**Page excerpt**:
· · · ·

ESG Equity Monthly Report | September

20 September 2022

Sustainable ETF Monthly Report: Key Takeaways 

Central Bank commentary on macroeconomic factors, primarily inflation and interest rates, continued to drive equity market performance and the message was not what stock investors wanted to hear. At the US Federal Reserve’s annual Jackson Hole Economic Symposium, Chairman Powell disabused observers of the notion that the Fed was preparing to pull back on its rate hike strategy.[1] Pointing to the far greater risk of inflation expectations becoming anchored, requiring even more dramatic action, Powell made clear that the Fed will remain aggressive until it sees clear evidence inflation is not only diminishing but also fully under control. [2]

Meanwhile, European data showed accelerating inflation, largely due to soaring natural gas prices driven by Russia’s criminal invasion of Ukraine.[3] In the Eurozone August inflation rose to a record 9.1%, unlike the US, where inflation has decelerated largely due to falling oil prices. Nine countries registered double-digit inflation, while the Baltic states of Latvia and Lithuania saw prices rise over 20%. Overall energy prices rose at a debilitating 38.3% year-on-year. [4]

In August the Saturna Sustainable ESG Equity HANzero™ UCITS ETF fell -6.29%. Only a handful of stocks managed a positive return during, including Walt Disney, insurance firm Chubb. Limited and US retailers Tractor Supply and TJX. Tractor Supply originated, as the name implies, serving rural customers with their farm needs. Over the years it has developed a larger suburban footprint serving “gentlemen farmers” and home garners. TJX’s discount apparel approach is well suited to the inventory disruptions that have plagued retailers with the ebbs and flows of consumer demand. Given weak markets, most stocks in the portfolio declined during the month, led by Canadian Software firm Open Text, which we have subsequently exited, GSK and its spun-out consumer division Haleon, Dassault, Adidas, and others. Our overweight exposure to Europe versus the United States was again a drag on ETF performance.

· · · ·

**Records**:
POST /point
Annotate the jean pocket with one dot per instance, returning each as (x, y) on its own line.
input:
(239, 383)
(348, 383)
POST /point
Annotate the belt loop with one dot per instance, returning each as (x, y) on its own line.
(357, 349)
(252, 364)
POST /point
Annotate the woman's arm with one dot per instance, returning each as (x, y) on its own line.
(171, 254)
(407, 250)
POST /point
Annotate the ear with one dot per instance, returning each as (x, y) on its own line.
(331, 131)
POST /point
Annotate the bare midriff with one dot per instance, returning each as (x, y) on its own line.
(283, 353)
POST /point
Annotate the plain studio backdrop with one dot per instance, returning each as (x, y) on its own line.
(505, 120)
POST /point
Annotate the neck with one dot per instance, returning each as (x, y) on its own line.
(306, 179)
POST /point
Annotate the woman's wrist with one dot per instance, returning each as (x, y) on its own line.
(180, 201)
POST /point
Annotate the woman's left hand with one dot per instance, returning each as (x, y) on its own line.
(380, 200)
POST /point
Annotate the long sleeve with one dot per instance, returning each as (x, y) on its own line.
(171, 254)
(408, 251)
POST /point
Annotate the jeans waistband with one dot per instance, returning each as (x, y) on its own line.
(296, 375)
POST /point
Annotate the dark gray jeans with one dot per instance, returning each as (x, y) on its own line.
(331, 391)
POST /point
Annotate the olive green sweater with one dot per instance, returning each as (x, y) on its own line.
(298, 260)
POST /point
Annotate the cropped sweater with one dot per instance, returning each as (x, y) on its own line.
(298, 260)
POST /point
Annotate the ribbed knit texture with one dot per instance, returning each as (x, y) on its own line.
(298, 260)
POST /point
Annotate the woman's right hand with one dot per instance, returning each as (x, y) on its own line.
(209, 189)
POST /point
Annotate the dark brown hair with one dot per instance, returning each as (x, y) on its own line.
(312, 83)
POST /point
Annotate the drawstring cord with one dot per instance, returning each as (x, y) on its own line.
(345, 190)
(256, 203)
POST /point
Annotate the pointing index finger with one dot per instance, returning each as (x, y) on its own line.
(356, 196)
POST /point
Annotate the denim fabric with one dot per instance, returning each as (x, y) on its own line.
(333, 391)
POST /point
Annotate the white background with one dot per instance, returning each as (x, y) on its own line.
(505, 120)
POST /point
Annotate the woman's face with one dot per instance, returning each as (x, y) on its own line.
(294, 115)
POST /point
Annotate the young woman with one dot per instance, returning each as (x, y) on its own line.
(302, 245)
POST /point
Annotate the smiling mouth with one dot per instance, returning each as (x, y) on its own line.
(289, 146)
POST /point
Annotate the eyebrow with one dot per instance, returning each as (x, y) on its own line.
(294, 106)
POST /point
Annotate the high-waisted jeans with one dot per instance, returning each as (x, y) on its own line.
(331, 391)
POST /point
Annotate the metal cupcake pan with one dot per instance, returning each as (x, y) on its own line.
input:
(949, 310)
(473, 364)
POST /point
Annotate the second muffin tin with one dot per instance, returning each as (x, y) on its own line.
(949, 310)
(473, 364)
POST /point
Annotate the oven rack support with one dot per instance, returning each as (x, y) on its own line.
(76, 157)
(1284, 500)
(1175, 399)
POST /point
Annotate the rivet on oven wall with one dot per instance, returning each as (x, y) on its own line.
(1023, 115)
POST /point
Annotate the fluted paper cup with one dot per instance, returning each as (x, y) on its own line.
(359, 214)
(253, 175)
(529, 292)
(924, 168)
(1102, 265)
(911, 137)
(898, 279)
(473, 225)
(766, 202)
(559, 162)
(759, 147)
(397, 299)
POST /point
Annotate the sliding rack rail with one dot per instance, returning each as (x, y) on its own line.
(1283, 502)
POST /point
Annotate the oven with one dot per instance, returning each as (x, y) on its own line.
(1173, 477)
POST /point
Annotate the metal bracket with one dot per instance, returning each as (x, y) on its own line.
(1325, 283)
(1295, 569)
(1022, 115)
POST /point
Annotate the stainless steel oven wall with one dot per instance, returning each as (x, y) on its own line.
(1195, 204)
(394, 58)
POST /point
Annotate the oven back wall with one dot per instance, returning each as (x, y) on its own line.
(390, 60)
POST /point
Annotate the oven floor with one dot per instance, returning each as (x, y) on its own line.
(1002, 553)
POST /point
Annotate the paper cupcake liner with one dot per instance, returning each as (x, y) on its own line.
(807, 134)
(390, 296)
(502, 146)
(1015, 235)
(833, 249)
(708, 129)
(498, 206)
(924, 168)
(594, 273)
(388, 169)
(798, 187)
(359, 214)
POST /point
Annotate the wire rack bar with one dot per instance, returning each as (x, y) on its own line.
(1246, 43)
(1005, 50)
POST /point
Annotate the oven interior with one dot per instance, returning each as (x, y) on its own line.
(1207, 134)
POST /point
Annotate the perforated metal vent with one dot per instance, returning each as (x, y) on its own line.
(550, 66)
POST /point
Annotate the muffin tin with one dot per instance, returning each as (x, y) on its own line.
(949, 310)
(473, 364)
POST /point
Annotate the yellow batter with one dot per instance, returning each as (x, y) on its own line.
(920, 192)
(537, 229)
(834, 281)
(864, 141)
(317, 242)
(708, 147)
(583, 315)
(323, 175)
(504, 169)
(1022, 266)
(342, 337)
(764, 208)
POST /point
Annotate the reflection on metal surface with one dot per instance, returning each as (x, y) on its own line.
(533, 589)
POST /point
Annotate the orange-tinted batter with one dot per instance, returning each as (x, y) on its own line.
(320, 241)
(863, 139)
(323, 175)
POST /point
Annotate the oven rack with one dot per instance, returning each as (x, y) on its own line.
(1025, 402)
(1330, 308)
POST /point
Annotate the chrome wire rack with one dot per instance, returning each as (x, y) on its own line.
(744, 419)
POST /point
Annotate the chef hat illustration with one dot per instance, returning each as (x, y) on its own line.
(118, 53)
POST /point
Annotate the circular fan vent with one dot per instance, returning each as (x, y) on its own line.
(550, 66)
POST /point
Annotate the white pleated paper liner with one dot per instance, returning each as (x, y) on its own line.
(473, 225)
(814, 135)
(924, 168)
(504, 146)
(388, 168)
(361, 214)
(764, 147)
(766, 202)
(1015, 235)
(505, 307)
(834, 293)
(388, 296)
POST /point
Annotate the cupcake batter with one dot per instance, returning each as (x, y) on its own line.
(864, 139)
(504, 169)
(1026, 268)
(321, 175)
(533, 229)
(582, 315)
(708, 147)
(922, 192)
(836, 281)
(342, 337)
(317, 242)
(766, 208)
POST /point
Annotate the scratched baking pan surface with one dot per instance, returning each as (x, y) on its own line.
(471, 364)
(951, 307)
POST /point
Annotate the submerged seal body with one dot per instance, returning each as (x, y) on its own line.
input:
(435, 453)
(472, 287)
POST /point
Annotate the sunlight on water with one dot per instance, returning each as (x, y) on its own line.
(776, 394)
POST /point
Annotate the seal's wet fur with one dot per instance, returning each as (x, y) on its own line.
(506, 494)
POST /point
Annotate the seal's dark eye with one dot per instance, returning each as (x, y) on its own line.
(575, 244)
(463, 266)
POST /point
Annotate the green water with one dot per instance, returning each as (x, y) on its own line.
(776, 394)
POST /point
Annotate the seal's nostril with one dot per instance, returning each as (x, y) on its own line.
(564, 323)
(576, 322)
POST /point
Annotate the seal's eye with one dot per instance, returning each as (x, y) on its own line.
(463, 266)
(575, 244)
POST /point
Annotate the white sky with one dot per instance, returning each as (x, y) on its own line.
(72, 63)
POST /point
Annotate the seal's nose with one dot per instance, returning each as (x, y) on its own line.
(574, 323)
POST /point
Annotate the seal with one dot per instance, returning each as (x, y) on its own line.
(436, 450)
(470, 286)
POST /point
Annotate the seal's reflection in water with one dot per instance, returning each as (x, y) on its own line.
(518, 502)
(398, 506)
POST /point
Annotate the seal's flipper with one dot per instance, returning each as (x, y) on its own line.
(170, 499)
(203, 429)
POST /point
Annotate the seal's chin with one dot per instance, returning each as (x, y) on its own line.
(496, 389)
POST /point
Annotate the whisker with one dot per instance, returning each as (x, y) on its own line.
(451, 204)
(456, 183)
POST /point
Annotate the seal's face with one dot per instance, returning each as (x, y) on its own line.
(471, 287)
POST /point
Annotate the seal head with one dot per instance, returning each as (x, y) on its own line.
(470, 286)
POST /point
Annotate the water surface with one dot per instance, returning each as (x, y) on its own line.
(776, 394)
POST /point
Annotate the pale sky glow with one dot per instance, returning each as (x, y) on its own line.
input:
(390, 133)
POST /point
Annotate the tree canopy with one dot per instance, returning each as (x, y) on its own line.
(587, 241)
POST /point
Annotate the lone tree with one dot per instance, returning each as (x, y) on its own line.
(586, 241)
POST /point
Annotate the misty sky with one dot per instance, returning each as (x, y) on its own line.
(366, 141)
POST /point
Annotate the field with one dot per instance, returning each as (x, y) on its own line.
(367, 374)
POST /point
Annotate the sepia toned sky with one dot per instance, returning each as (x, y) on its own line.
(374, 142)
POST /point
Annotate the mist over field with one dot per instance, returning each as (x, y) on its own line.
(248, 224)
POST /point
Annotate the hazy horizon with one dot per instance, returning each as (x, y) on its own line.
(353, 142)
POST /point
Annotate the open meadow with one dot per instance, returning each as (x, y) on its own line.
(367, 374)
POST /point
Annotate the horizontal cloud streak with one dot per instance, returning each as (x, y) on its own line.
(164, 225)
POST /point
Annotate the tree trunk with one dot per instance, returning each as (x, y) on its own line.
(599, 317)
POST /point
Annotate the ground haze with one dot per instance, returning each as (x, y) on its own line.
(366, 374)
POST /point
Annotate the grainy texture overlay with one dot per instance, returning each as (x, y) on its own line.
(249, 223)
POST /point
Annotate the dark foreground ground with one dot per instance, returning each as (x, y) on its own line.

· · · ·

**What you should do**:
Say whether each statement agrees with the September ESG equity report. Answer yes or no, and quote the words from the report that decide it. (a) Eurozone inflation for August reached a record 9.1%. (b) US inflation slowed mainly because natural gas prices fell. (c) The ETF held less exposure to Europe than to the United States.

**Task output**:
(a) Yes: "In the Eurozone August inflation rose to a record 9.1%"
(b) No: "where inflation has decelerated largely due to falling oil prices"
(c) No: "Our overweight exposure to Europe versus the United States was again a drag on ETF performance."